━━ EXTRACTED TEXT ━━
What Is Iritis?
Your iris is made up of muscular fibers that control how much light enters your pupil, the opening in the center, so you can see clearly. It makes your pupil smaller in bright light and larger in dim light.
Iritis usually comes on quickly and most often affects only one eye. Signs and symptoms may include:
- Pain in your eye or brow area
- Severe eye pain in bright light
- Redness, especially around your iris
- An unusually small or strangely shaped pupil
- Blurry vision or vision loss
When to get medical care
Call your eye doctor as soon as possible if you have symptoms of iritis. If you can’t reach them, go to an emergency room.
Iritis Causes and Risk Factors
In most cases, doctors don’t know what causes iritis. Sometimes, it’s tied to eye trauma or other health conditions. Causes of iritis may include:
- Injury from burns, punctures, or strikes with a blunt object
- Conditions such as ankylosing spondylitis, Reiter syndrome, sarcoidosis, inflammatory bowel disease, Behcet’s disease, juvenile rheumatoid arthritis, and psoriasis
- Infections from bacteria and viruses, including Lyme disease, tuberculosis, toxoplasmosis, syphilis, herpes simplex, and herpes zoster
- Infections with parasites, such as toxoplasmosis
- Infections from a fungus, such as histoplasmosis
- Reactions to medications
You might be more likely to get iritis if you smoke tobacco or if you have certain genetic disorders.
━━━
━━ GIVEN DATA ━━
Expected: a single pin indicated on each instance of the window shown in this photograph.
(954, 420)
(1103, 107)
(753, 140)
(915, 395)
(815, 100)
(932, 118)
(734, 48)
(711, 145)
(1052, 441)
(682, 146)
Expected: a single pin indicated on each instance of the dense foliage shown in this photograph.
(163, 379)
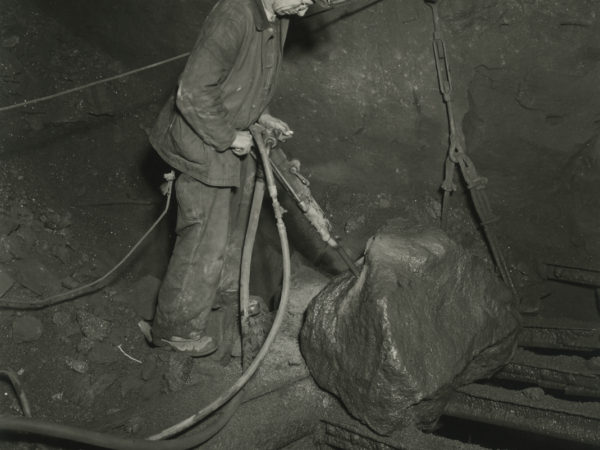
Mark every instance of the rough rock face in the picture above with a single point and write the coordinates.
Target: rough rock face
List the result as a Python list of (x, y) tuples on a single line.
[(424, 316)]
━━━
━━ GIVEN DATA ━━
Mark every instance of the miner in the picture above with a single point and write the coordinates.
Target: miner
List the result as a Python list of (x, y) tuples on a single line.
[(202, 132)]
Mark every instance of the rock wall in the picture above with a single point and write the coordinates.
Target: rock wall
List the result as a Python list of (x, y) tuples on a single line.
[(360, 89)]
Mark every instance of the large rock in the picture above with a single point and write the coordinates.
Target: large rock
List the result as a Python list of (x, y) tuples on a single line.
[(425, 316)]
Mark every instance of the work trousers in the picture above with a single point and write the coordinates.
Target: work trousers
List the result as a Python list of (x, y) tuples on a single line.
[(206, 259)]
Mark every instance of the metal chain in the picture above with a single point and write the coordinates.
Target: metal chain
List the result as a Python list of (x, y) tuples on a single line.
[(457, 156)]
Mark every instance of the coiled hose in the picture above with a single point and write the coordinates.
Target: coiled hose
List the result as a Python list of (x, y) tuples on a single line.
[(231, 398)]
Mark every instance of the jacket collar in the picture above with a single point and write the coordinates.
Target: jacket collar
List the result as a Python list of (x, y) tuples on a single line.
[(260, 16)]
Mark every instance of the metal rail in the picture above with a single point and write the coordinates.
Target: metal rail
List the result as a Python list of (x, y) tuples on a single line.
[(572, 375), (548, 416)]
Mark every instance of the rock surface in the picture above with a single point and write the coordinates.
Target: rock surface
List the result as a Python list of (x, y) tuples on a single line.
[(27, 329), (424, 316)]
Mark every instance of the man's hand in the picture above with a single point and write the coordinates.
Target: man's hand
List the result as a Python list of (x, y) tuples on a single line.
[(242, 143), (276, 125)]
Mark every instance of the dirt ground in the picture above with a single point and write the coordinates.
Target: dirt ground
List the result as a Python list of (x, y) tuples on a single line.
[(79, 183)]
━━━
Please transcribe everything in the iritis text from "What Is Iritis?" down to "in dim light.".

What Is Iritis?
Your iris is made up of muscular fibers that control how much light enters your pupil, the opening in the center, so you can see clearly. It makes your pupil smaller in bright light and larger in dim light.